TASK STATEMENT ▸
Please output exactly the part of the records below that opens with the line containing "Target: green bush" and closes with the line containing "like (218, 93).", both lines included, and nothing else.

DATA TO PROCESS ▸
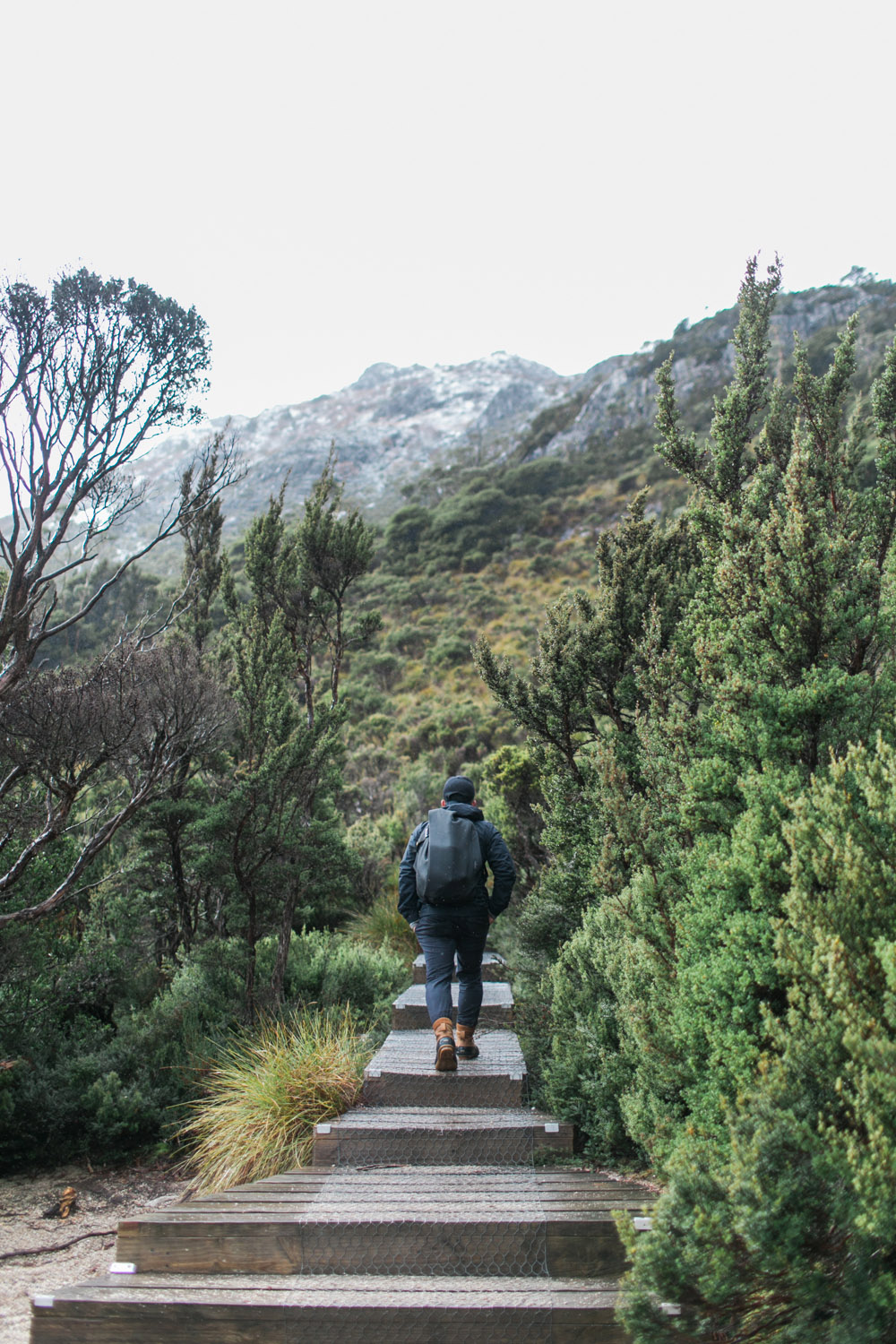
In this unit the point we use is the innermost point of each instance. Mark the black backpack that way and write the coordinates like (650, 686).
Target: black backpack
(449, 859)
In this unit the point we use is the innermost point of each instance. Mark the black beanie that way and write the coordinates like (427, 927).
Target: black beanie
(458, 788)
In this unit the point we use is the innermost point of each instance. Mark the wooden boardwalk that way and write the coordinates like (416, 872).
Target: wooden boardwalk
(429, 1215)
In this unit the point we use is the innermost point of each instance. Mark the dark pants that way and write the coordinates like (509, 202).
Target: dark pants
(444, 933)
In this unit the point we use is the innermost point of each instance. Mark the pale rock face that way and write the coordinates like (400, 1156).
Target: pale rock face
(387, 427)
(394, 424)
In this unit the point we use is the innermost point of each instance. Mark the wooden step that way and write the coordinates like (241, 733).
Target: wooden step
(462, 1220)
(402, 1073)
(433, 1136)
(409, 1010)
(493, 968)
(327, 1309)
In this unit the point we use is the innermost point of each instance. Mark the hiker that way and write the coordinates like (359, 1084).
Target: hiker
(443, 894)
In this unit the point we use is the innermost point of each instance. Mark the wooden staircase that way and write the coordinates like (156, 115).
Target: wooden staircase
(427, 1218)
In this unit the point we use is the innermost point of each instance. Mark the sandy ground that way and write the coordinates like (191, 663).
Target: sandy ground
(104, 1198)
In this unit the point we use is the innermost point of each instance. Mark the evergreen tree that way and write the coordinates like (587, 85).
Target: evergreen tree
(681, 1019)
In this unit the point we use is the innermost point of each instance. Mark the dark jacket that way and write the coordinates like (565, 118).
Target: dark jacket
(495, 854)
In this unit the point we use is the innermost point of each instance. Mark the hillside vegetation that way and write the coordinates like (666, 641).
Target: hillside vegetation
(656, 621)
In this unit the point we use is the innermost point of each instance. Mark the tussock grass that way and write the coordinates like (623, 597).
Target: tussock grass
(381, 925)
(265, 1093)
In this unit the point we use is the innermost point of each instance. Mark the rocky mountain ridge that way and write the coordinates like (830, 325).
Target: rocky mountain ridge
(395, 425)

...

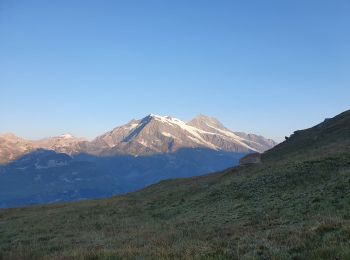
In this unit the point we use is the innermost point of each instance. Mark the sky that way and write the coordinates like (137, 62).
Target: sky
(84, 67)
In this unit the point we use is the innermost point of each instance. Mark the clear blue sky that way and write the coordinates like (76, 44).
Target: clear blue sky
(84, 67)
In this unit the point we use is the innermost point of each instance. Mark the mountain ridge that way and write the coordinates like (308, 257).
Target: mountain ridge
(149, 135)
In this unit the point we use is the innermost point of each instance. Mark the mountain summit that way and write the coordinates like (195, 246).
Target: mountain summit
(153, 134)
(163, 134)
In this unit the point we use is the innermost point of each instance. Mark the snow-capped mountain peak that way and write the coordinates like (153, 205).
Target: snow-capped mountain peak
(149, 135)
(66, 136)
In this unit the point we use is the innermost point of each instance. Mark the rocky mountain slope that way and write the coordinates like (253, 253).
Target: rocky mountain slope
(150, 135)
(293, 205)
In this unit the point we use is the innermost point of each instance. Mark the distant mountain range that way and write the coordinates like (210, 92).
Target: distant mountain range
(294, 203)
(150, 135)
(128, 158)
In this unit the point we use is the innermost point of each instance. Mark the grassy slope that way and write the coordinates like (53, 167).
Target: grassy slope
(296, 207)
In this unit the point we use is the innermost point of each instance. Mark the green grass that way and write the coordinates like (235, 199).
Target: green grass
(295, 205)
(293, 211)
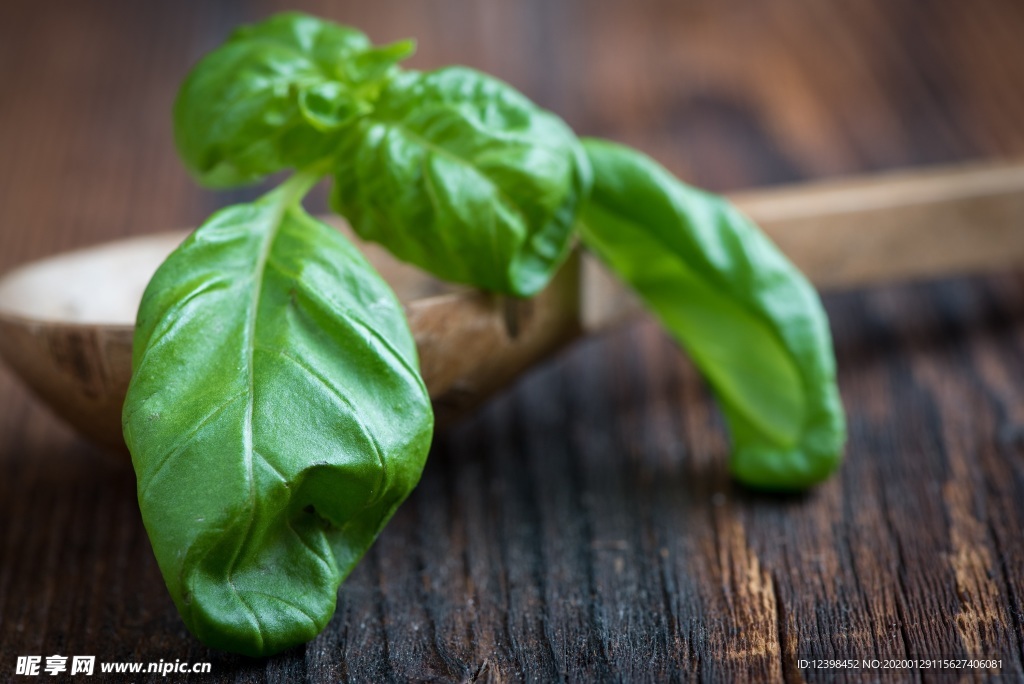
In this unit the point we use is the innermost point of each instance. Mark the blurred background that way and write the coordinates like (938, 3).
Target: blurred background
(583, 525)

...

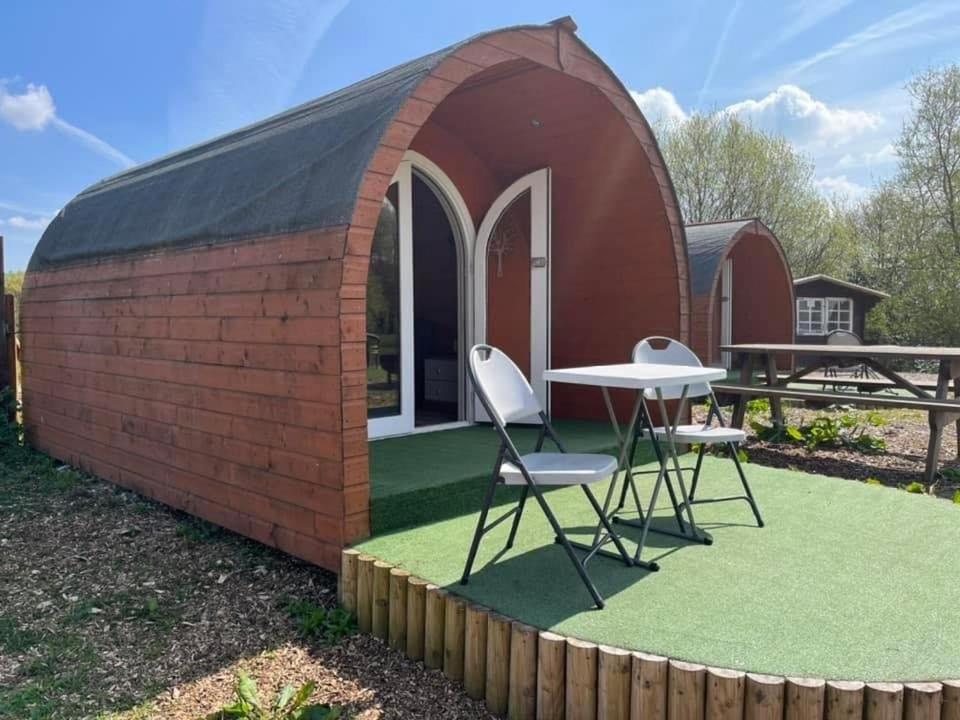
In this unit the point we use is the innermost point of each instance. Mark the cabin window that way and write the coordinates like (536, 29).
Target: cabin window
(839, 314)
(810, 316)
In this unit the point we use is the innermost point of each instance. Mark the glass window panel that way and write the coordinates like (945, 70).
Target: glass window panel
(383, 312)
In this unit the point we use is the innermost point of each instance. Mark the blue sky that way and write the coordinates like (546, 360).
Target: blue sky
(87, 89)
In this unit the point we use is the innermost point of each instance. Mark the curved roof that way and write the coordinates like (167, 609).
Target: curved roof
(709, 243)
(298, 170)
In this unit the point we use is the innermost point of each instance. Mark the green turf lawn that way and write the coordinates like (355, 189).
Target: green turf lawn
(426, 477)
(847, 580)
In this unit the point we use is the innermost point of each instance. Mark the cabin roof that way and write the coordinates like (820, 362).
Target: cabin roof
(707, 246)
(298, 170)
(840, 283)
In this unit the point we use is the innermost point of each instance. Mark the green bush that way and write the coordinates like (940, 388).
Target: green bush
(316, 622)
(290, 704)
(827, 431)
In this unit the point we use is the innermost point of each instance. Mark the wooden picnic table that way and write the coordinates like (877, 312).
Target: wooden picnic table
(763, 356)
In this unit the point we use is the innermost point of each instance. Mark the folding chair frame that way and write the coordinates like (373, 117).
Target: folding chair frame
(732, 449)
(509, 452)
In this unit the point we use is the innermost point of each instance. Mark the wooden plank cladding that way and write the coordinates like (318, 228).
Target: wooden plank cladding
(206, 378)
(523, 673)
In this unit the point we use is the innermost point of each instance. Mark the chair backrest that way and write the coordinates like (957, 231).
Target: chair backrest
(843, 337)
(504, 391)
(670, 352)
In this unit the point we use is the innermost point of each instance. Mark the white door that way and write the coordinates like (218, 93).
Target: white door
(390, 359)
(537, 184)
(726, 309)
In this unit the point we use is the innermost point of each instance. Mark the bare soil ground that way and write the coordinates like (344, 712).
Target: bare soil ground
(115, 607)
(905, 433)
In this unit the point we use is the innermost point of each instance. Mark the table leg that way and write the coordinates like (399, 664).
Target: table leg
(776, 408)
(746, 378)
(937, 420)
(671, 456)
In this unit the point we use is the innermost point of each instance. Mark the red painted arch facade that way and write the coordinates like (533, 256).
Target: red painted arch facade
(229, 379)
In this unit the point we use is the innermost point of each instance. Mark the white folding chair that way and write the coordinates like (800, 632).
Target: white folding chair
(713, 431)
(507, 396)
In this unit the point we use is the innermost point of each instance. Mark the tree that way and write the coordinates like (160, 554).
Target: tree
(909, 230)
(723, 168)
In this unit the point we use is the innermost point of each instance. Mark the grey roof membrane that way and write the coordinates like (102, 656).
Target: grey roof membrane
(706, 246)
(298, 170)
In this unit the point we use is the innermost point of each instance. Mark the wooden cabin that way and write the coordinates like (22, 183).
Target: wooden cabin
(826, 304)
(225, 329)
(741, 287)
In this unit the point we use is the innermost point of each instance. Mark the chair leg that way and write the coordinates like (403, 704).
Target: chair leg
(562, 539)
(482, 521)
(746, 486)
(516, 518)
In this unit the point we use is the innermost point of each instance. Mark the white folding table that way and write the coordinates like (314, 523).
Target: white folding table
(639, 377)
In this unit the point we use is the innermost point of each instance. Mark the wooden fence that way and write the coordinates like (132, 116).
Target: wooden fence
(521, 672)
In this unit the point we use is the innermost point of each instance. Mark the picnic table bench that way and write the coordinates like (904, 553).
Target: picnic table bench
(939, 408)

EXERCISE RESPONSE ▸
Target: green bush
(316, 622)
(290, 704)
(827, 431)
In this unit the point we use is the innermost point of each instance. Mark the wooden picnic table that way and write the coordinates like (877, 312).
Target: wooden picnic table
(763, 356)
In this unit the point we use is the innermost point of each instance. Mark the folding chair frame that way and write the coordinates like (373, 117).
Target: folding chair frame
(732, 449)
(509, 452)
In this unit the point we use is the innermost point of each instance. Mark the wooden plank cladding that way and write the coordinates like (318, 228).
Target: wooden plank cladding
(206, 378)
(523, 673)
In this unit the point we use is the innermost point of each instance. Mark the chair backrest that way and write the coordinates like (957, 231).
Target: chair backrest
(843, 337)
(504, 391)
(670, 352)
In this unit the point we use is the innermost point of each instance. Mark the white door that way and write the coordinates like (218, 93).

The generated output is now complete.